EV: At this point in the interview, Janeane's crawling around on the bar floor looking for a water glass that she set down for the dog and a hoof that--the PETA people might be upset that she's giving dogs hoofs to chew on.

[Tape stops]

EV: This is Janeane's regular haunt. She's now found someone to take her dog for a walk so if there's less dog-barking in the next few lines, you might notice. Note to the transcriber: If you could include the dog barks in the script, that would be nice. And please include all the laughter. Because we've already discussed with print interviews you kind of don't get to hear laughter and sarcasm.

[Tape stops]

JG: They're not interested in making you…

EV: Human.

JG: Whatever it is, in my experience with the press it's been nothing but almost completely negative. And it destroyed my participation in Saturday Night Live, when I was on that briefly. The press made it the most uncomfortable place to work because they can't understand when you say things in context. They just want to take the worst things. You do an interview and they don't care that you have to go back to work there on Monday. You know what I mean? And to tell the truth about SNL is to, in theory, bad mouth them. And if you tell the truth about your working environment there, which is, for some strange reason, among the oddest and most unpleasant working environments in the history of television -- and I think there's karmic reasons for that…

EV: You're still bad-mouthing them…

JG: [laughs]: See, I don't think I'm bad-mouthing them. But to me, it's like stating your version of the truth, which is all I can do. If somebody asks me a question, all I can do is answer them. So, if somebody asks me, "Do you enjoy working there?" "No" is my answer. So to say "no" is to somehow blaspheme or to be a heretic of some kind at the SNL family. And what they do at SNL, or what they did at the time I was there, was they would Xerox copies of your interview and it would be there, as many as cast members there were. And they would have it on the table in the writers' room when you walked in. So there's fifteen copies.

EV: You just have to get there early...

JG: [laughs]: Scoop 'em all up. Yeah, it's just very strange. I was listening to Norm McDonald on Howard Stern this morning. I don't know if you listen to Howard Stern?

EV: I don't.

JG: Norm was unceremoniously fired from SNL for some reason. And he doesn't know why and no one knows why, I suppose, except for the people who fired him.

EV: This just happened?

JG: This just happened. So he was on Howard Stern this morning, honestly speaking about it and I remember thinking when I was listening to it, "He is in huge trouble. He is in such trouble," because you cannot tell the truth. You cannot, in the press, tell the truth about things without these major repercussions. And the most interesting thing about entertainment is learning how to negotiate everyone that you work with. Because you realize among your peers--I don't know if peers is the right word, whoever you work with or work for--to speak the truth is to somehow get yourself in trouble. And when you show up for work the next time, you have explaining to do. And it's all because the journalists not only print the truth, but take the truth to a level where it's harmful and hurtful and mean-spirited, even though you didn't intend it to be anything of the sort. You know?

TASKS FOR THIS EXERCISE
**a.** In the interview about SNL and the press, why does EV ask the transcriber to include all the laughter? Answer in one to three sentences.
**b.** Carry on the interview about SNL and the press from the point where it ends.
The material after this point comes from a different source.

DATA
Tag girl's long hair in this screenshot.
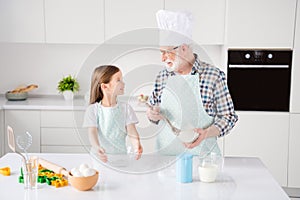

ANSWERS BY TASK
**a.** EV wants the laughter included because, as already discussed, print interviews don't let readers hear laughter and sarcasm.

**b.**
EV: I know. I'm going to relate to that by saying that, some of the things that I was saying at a certain point when a lot of ... in Seattle, everything that would come out of there was really getting over-blown and our lives were changing drastically, really quick. And, again, there was everything that, kids growing up, including us, would wish for, in a certain way. But it started getting really crazy and really exploitative and some kind of bad things were happening. And if you said that "This isn't that cool. You know, I still love music but some of this stuff's getting really weird or really kind of fucked up," that's all they would print was that you hated… I still don't know how to communicate it the right way. It still sounds weird to me.

JG: The thing is you're not allowed your personal life. You're not allowed to have an opinion. For example, today on Howard Stern, somebody was saying, "Maybe you were fired because you don't like hanging around with the other cast members." And Norm was saying "So?" And that's how I feel. Is that a bad thing? He's not allowed to say, "I didn't like hanging around with the other cast members." But people would kind of turn it around, like that was a bad thing. You work with these people so many hours a day and why would you then turn around and say "Yeah, let's hang out." That's his choice. He's a person. Why are your individual tastes and choices and all the things you might say about a topic turned into something that is somehow bratty or disingenuous or ungrateful? That you're grousing about something when there's just all these riches that you've been presented with. That you're a complainer. It's so not that at all. It's just, they asked you a question. You're being interviewed. Why would you not answer a question? Then to be punished for answering those questions is to me a very odd concept.

EV: If you make good art--you're making people laugh or you're making people turn their stereos up--and you're doing good work, you should have the freedom to do your job any way you want. And maybe you can, but you just can't talk about it.

JG: So then why be interviewed? It's just an odd concept. I mean, you're agreeing to be interviewed by me or by whomever--I'm watching the wheels like an annoying interviewer--you're agreeing to be interviewed and then somehow denied your right to express yourself in whatever would be your way of answering that question. I don't really understand what the payoff is or what the gain for the journalist is. Does the journalist actually enjoy when they type up the interview at night, making you look bad? Like, when the Lilith Fair was trashed--I'm still angry about that, when people were trashing the Lilith Fair. I don't know about the Lilith Fair, I wasn't there, but I know that it was a great idea and a great thing and to look for things wrong with it makes me angry.

EV: It was trashed because it was successful. Because if it hadn't been successful, no one would have cared and no one would have said anything.

JG: Or they would have relished pointing out how unsuccessful it was.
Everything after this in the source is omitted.